Data to examine:
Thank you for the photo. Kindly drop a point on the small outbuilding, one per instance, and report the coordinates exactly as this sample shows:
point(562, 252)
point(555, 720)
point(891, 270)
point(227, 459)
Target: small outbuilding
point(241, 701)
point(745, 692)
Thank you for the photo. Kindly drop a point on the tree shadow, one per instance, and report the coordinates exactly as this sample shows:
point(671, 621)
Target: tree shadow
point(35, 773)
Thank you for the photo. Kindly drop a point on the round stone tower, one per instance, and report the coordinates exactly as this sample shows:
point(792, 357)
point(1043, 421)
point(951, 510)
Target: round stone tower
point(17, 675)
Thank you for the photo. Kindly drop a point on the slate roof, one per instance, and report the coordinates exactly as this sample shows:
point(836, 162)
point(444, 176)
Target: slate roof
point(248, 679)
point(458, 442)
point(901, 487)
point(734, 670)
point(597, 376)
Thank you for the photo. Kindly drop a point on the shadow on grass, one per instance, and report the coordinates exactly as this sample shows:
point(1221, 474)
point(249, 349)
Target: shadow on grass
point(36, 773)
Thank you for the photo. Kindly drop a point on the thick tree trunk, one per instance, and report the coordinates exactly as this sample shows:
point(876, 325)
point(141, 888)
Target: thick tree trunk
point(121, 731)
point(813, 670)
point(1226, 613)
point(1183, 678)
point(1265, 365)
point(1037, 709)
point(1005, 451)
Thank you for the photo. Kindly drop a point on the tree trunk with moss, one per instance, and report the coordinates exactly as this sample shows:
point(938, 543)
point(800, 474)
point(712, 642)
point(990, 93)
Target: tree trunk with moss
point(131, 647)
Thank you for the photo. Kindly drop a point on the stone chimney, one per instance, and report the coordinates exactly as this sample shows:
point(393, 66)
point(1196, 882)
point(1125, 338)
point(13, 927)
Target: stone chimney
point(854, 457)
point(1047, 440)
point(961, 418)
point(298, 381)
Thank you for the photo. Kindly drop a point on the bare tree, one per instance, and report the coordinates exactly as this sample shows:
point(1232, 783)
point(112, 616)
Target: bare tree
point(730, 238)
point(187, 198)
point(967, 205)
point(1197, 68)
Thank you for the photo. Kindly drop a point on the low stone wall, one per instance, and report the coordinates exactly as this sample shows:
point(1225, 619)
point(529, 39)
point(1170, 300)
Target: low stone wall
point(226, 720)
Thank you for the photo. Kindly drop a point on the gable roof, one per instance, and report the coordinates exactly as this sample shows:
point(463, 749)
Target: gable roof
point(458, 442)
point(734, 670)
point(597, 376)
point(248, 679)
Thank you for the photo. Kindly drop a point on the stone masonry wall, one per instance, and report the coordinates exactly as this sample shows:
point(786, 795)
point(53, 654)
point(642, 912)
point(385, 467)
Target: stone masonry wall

Exercise brief:
The full set of entries should be transcribed exactly.

Solution for this task:
Thank you for the photo. Kindly drop a point on the small outbuilding, one per instance, and report the coordinates exactly as this sample shows:
point(562, 252)
point(555, 720)
point(891, 270)
point(227, 459)
Target: small outbuilding
point(241, 701)
point(745, 692)
Thank you for the photo. Kindly drop a point on the tree shadow, one per instance, and report the coordinates exactly as this sample shows:
point(671, 621)
Target: tree shadow
point(35, 773)
Thank you for the photo. Kindly drop a point on the round stone tower, one per instance, and report the coordinates exactly as this sample shows:
point(792, 357)
point(1043, 421)
point(951, 510)
Target: round stone tower
point(17, 675)
Thank you for the photo. Kindly drop a point on the slate roof, one per instance, and report the coordinates exactly as this sample shows:
point(836, 162)
point(444, 176)
Target: slate roof
point(248, 679)
point(458, 442)
point(901, 487)
point(734, 670)
point(597, 376)
Thank you for the photo. Kindly drop a point on the shadow on grass, one per instance, and report the coordinates exactly as this sample shows:
point(1221, 474)
point(249, 349)
Target: shadow on grass
point(36, 773)
Thank you for the photo. Kindly drop a point on the thick tree trunk, one per instance, and report the coordinates exactly as this sample shows:
point(876, 325)
point(141, 888)
Target: thick tree trunk
point(121, 731)
point(813, 670)
point(1226, 613)
point(1183, 678)
point(1265, 365)
point(1037, 709)
point(1005, 451)
Thank you for the photo. Kindly drop a point on the tree trunk with moss, one per instance, and report the coordinates exactly as this sample shows:
point(938, 543)
point(800, 474)
point(712, 642)
point(990, 93)
Target: tree trunk with moss
point(131, 647)
Thank you for the photo. Kindly drop a point on the stone chimney, one per instance, and report the coordinates exactly as this sample shows:
point(393, 66)
point(1196, 882)
point(1125, 338)
point(13, 927)
Target: stone chimney
point(854, 457)
point(1047, 440)
point(961, 418)
point(298, 381)
Thank you for the photo. Kindly drop a point on the bare tree, one per instance, and report the coordinates exactly as this sample shows:
point(1232, 783)
point(112, 616)
Target: bare tree
point(730, 238)
point(187, 198)
point(967, 205)
point(1197, 68)
Thank you for the photo. Kindly drop a point on the low stone wall, one per instance, and report the coordinates exactly as this sample shows:
point(1225, 619)
point(529, 39)
point(1170, 300)
Target: low stone wall
point(226, 720)
Thank you for the photo. Kindly drop a point on the gable roof, one per instance, and report the coordinates exactly as this sample shows:
point(463, 749)
Target: gable roof
point(458, 442)
point(734, 670)
point(597, 376)
point(248, 679)
Thank you for the photo. Kindly drop a point on the stone masonry wall, one per instance, and report the coordinates exactly as this sample shows:
point(786, 795)
point(53, 654)
point(642, 912)
point(385, 467)
Target: stone masonry wall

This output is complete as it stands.